►

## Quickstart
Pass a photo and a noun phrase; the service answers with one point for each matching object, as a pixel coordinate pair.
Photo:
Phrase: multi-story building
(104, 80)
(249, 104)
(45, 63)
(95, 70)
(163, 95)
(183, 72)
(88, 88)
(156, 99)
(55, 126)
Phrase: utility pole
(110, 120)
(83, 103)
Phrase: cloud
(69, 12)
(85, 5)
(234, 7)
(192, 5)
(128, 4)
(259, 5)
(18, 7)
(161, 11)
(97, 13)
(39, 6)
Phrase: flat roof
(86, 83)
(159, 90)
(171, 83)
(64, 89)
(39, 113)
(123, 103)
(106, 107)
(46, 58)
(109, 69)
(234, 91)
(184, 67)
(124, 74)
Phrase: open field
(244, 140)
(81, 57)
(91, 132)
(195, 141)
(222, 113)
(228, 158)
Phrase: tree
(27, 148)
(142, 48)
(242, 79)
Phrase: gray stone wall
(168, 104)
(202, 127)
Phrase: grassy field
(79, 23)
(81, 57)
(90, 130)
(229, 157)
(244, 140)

◄

[WHAT TO PRODUCE]:
Please reproduce every item above, swapping "utility pole" for "power pole" wherever it occurs and keeping everything else the same.

[RESPONSE BELOW]:
## Quickstart
Pass a photo and a noun phrase; the service answers with one point for each matching object, as a pixel coordinate pair.
Photo:
Phrase: multi-story building
(104, 80)
(249, 104)
(45, 63)
(95, 70)
(163, 95)
(183, 72)
(88, 88)
(156, 99)
(55, 126)
Phrase: power pole
(110, 120)
(83, 103)
Phrase: cloud
(69, 12)
(85, 5)
(234, 7)
(192, 5)
(128, 4)
(259, 5)
(18, 7)
(161, 11)
(97, 13)
(39, 6)
Phrase: flat roof
(86, 83)
(159, 90)
(171, 83)
(64, 89)
(39, 113)
(123, 103)
(106, 107)
(46, 58)
(109, 69)
(234, 91)
(184, 67)
(124, 74)
Phrase: open field
(244, 140)
(81, 57)
(91, 132)
(195, 141)
(222, 113)
(228, 158)
Phrase: tree
(27, 148)
(142, 48)
(242, 79)
Phrase: gray stone wall
(168, 104)
(202, 127)
Phrase: grassy field
(79, 23)
(81, 57)
(90, 130)
(229, 157)
(244, 140)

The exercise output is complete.